== Ejercicio breve 1 ==
Según el relato de la crucifixión, ¿qué significa el nombre Gólgota? Responde en una o dos oraciones.
== Ejercicio breve 2 ==
Reproduce sin cambios todo lo que va en el relato de la crucifixión desde "Encima de la" hasta "él lo insultaban.".

== Texto de lectura ==
# # # # # # #

Al salir, encontraron a un hombre de Cirene, llamado
Simón, y lo forzaron a que llevara la cruz. Cuando llegaron al lugar llamado
Gólgota (que quiere decir "La Calavera"), le dieron a beber vino
mezclado con hiel; él lo probó, pero no quiso beberlo. Después de crucificarlo,
se repartieron su ropa echándola a suertes, y luego se sentaron a custodiarlo.
Encima de la cabeza colocaron un letrero con la acusación: «Éste es Jesús, el
rey de los judíos». Crucificaron con Él a dos bandidos, uno a la derecha y otro
a la izquierda. Los que pasaban; lo injuriaban y decían meneando la cabeza: «Tú
que, destruías el templo y lo reconstruías en tres días, sálvate a ti mismo; si
eres Hijo de Dios, baja de la cruz». «Los sumos sacerdotes con los letrados y
los senadores se burlaban también diciendo: «A otros ha salvado y Él no se
puede salvar. ¿No es el Rey de Israel? Que baje ahora de la cruz y le
creeremos. ¿No ha confiado en Dios? Si tanto lo quiere Dios, que lo libre
ahora. ¿No decía que era Hijo de Dios?». Hasta los que estaban crucificados con
él lo insultaban.

# # # # # # #

== Conjunto de entradas ==
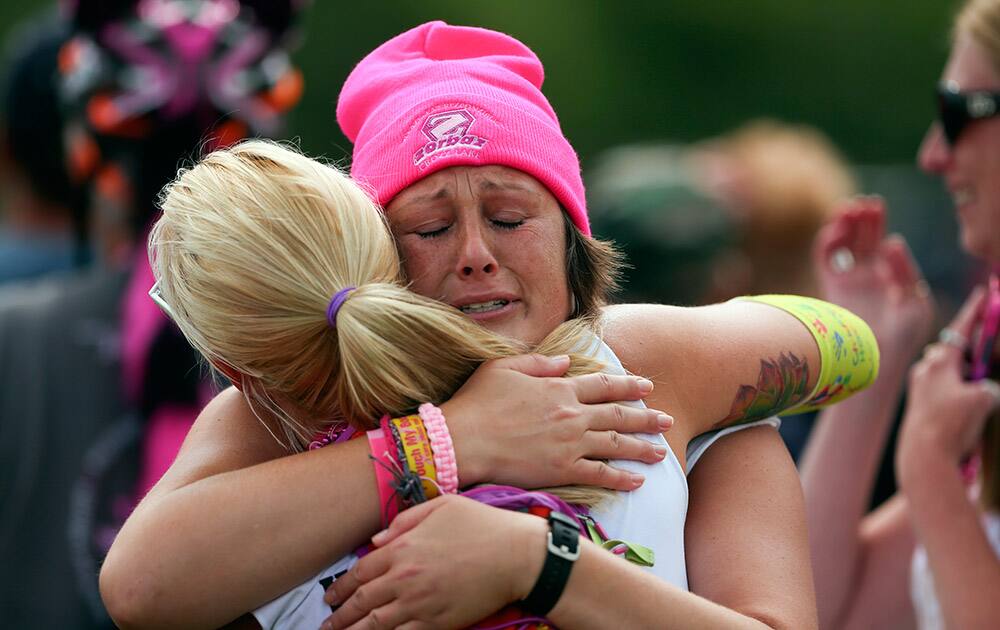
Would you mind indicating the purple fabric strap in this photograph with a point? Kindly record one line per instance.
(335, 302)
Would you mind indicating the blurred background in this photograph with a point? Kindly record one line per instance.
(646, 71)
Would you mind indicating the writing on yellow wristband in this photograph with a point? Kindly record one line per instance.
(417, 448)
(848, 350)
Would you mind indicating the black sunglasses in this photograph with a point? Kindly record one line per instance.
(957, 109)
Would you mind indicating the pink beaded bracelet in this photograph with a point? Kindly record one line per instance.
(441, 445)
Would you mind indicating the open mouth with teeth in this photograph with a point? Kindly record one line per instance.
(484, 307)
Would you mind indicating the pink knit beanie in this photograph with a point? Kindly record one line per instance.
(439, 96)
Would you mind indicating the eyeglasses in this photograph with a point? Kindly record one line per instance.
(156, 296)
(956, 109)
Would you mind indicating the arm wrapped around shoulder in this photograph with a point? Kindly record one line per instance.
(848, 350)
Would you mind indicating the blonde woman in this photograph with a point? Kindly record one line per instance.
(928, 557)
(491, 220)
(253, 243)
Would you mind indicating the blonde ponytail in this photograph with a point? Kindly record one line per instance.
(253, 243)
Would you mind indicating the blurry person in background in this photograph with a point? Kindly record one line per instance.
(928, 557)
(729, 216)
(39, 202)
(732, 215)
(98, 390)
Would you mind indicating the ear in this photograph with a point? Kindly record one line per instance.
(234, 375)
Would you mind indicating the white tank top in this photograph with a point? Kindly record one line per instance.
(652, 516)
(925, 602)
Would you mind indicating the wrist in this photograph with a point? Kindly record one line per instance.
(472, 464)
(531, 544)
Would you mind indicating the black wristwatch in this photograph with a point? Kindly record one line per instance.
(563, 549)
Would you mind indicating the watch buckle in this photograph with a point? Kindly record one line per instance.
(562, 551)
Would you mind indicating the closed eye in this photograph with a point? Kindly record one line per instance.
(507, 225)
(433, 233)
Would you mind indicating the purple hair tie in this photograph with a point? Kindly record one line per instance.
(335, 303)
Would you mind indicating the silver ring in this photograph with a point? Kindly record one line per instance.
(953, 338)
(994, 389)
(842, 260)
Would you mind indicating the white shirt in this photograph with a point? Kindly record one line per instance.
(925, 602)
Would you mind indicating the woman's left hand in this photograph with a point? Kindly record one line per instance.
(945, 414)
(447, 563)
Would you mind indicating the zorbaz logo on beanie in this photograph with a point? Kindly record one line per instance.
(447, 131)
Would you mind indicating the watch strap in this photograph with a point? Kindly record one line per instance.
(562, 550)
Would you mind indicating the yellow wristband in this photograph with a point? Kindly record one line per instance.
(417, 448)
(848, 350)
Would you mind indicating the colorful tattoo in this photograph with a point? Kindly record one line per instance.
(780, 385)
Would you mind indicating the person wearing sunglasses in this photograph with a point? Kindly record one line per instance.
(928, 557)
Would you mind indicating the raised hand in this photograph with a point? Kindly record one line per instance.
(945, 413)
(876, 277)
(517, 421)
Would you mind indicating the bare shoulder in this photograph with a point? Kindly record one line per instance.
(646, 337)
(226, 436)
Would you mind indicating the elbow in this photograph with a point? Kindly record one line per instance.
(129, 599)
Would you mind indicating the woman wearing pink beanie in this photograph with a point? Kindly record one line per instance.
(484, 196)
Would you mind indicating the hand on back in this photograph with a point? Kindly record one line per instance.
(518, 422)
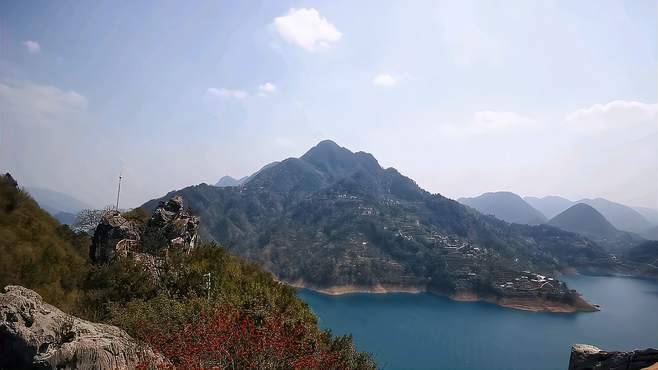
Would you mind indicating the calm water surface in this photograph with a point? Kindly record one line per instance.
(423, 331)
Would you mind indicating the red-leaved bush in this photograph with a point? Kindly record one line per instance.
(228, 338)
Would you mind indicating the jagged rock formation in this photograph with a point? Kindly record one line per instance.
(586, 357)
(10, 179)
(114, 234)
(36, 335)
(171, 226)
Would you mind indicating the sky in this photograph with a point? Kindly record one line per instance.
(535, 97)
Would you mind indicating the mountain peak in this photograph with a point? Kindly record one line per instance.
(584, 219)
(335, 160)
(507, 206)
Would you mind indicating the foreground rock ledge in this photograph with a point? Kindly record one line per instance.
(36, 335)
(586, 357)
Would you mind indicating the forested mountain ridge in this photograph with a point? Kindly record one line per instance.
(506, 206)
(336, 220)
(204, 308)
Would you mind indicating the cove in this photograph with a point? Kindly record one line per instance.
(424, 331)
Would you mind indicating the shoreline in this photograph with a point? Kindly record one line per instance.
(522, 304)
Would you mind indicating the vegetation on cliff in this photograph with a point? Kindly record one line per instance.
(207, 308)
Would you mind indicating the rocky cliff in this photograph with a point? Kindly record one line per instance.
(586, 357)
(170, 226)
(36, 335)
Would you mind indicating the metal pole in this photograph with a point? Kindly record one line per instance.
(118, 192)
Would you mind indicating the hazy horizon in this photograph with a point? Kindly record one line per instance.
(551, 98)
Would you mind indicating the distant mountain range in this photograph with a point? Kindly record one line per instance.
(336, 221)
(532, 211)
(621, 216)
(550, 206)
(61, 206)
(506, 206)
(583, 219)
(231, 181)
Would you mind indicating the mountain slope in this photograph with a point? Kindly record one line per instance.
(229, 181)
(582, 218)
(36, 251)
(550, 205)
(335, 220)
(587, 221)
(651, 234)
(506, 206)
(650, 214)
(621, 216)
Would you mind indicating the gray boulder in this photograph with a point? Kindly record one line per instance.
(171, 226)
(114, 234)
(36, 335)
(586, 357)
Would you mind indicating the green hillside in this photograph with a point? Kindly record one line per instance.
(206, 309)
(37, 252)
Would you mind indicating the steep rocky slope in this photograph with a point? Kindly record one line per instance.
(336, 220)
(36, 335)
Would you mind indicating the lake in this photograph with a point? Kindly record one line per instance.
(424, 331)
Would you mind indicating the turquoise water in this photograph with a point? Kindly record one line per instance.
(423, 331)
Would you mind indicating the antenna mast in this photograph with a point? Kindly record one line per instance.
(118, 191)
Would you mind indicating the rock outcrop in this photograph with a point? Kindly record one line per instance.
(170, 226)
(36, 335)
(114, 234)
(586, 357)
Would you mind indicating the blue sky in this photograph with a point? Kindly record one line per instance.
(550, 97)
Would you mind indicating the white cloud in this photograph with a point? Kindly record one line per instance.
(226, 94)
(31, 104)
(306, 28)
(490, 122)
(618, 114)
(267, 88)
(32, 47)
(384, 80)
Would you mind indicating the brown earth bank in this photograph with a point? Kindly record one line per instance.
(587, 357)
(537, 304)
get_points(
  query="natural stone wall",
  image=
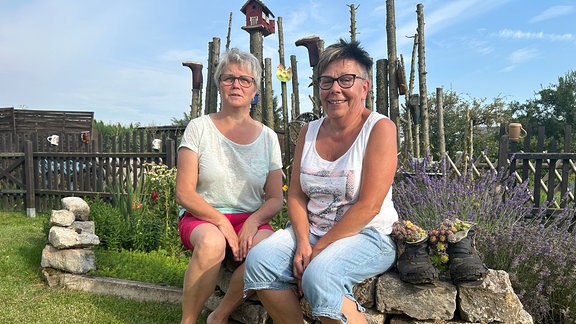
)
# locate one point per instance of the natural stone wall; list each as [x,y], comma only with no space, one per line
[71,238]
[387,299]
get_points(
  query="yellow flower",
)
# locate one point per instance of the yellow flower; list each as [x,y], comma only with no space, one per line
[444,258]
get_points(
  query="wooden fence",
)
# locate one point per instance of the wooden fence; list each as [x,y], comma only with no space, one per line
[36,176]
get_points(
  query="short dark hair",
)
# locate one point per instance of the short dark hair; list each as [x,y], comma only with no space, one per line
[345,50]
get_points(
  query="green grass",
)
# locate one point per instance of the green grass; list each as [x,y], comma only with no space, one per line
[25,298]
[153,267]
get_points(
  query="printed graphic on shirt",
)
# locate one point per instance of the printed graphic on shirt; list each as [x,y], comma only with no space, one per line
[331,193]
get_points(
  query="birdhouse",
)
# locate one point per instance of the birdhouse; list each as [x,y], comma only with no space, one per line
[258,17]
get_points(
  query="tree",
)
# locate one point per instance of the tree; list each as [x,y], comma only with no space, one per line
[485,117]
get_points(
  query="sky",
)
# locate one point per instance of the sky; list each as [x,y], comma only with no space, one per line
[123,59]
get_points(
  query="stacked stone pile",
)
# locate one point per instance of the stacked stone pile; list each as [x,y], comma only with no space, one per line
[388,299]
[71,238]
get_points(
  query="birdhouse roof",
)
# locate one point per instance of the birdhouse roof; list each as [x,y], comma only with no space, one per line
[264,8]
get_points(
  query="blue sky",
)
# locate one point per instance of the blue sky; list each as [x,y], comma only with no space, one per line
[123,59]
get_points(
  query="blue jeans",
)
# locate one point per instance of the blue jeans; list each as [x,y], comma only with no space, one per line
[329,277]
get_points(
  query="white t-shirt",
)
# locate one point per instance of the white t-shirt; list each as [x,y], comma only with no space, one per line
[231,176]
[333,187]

# # # # # # #

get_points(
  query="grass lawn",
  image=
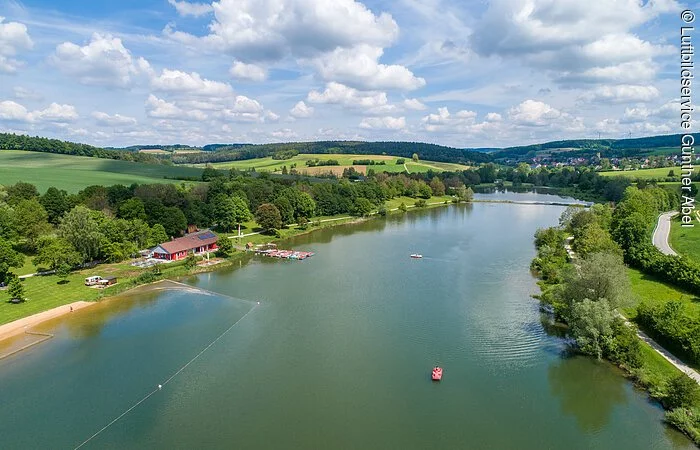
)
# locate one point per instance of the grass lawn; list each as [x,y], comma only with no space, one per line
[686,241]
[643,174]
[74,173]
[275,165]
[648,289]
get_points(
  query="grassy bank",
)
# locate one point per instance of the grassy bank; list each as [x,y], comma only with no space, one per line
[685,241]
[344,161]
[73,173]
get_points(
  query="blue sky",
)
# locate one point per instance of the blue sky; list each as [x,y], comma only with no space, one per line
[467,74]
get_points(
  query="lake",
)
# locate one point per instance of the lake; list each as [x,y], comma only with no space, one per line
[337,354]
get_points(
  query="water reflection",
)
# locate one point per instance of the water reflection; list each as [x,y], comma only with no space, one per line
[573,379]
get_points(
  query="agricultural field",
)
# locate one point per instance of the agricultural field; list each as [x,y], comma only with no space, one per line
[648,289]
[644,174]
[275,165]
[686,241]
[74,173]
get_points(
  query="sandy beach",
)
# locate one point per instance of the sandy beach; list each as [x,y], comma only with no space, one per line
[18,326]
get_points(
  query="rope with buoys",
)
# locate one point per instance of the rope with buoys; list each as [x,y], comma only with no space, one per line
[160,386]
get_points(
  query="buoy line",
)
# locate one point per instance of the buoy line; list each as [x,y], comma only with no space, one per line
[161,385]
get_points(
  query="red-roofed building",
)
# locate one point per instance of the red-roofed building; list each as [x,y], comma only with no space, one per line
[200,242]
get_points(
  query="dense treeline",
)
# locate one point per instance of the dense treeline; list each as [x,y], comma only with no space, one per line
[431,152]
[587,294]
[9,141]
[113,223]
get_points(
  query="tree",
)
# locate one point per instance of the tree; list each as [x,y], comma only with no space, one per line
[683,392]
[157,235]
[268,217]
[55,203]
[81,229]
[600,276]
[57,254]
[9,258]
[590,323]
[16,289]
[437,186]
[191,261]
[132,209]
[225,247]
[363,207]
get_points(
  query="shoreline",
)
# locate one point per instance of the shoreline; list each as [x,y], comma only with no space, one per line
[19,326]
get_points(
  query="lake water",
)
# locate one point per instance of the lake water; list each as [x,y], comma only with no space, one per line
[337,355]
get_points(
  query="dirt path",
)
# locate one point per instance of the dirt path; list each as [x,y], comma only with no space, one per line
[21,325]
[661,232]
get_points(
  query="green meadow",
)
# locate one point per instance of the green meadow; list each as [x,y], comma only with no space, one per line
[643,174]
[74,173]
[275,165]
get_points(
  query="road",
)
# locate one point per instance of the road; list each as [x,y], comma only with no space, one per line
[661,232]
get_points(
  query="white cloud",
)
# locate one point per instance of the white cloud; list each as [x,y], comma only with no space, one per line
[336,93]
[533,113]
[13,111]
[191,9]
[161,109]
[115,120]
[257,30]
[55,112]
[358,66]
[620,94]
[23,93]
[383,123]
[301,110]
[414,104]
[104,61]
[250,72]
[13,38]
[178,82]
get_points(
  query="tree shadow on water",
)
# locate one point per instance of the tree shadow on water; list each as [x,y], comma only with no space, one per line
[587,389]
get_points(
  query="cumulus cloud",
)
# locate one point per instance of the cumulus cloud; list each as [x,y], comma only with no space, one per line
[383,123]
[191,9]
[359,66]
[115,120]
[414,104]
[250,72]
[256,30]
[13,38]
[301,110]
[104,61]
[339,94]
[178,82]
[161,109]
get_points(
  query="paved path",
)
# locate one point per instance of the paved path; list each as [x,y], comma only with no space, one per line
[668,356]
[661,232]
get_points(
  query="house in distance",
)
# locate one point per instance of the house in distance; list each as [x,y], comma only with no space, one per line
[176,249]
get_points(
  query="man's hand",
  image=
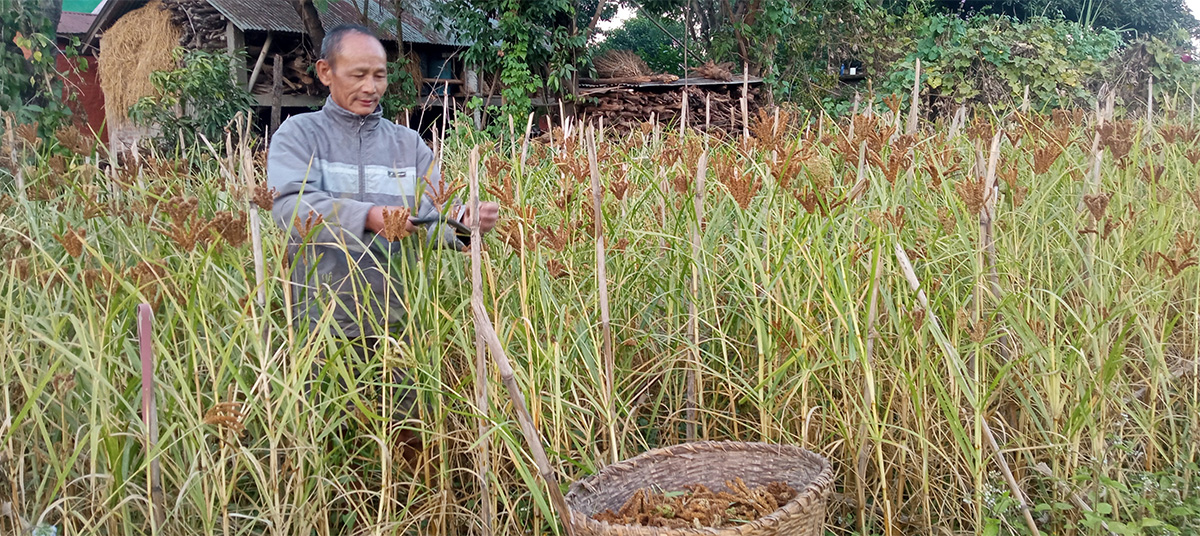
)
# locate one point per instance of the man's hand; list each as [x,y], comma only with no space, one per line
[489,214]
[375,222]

# # # # # # #

== Respuesta esperada 1 ==
Gólgota quiere decir "La Calavera". Es el nombre del lugar al que llegaron después de que Simón de Cirene cargara la cruz.

== Respuesta esperada 2 ==
Encima de la cabeza colocaron un letrero con la acusación: «Éste es Jesús, el
rey de los judíos». Crucificaron con Él a dos bandidos, uno a la derecha y otro
a la izquierda. Los que pasaban; lo injuriaban y decían meneando la cabeza: «Tú
que, destruías el templo y lo reconstruías en tres días, sálvate a ti mismo; si
eres Hijo de Dios, baja de la cruz». «Los sumos sacerdotes con los letrados y
los senadores se burlaban también diciendo: «A otros ha salvado y Él no se
puede salvar. ¿No es el Rey de Israel? Que baje ahora de la cruz y le
creeremos. ¿No ha confiado en Dios? Si tanto lo quiere Dios, que lo libre
ahora. ¿No decía que era Hijo de Dios?». Hasta los que estaban crucificados con
él lo insultaban.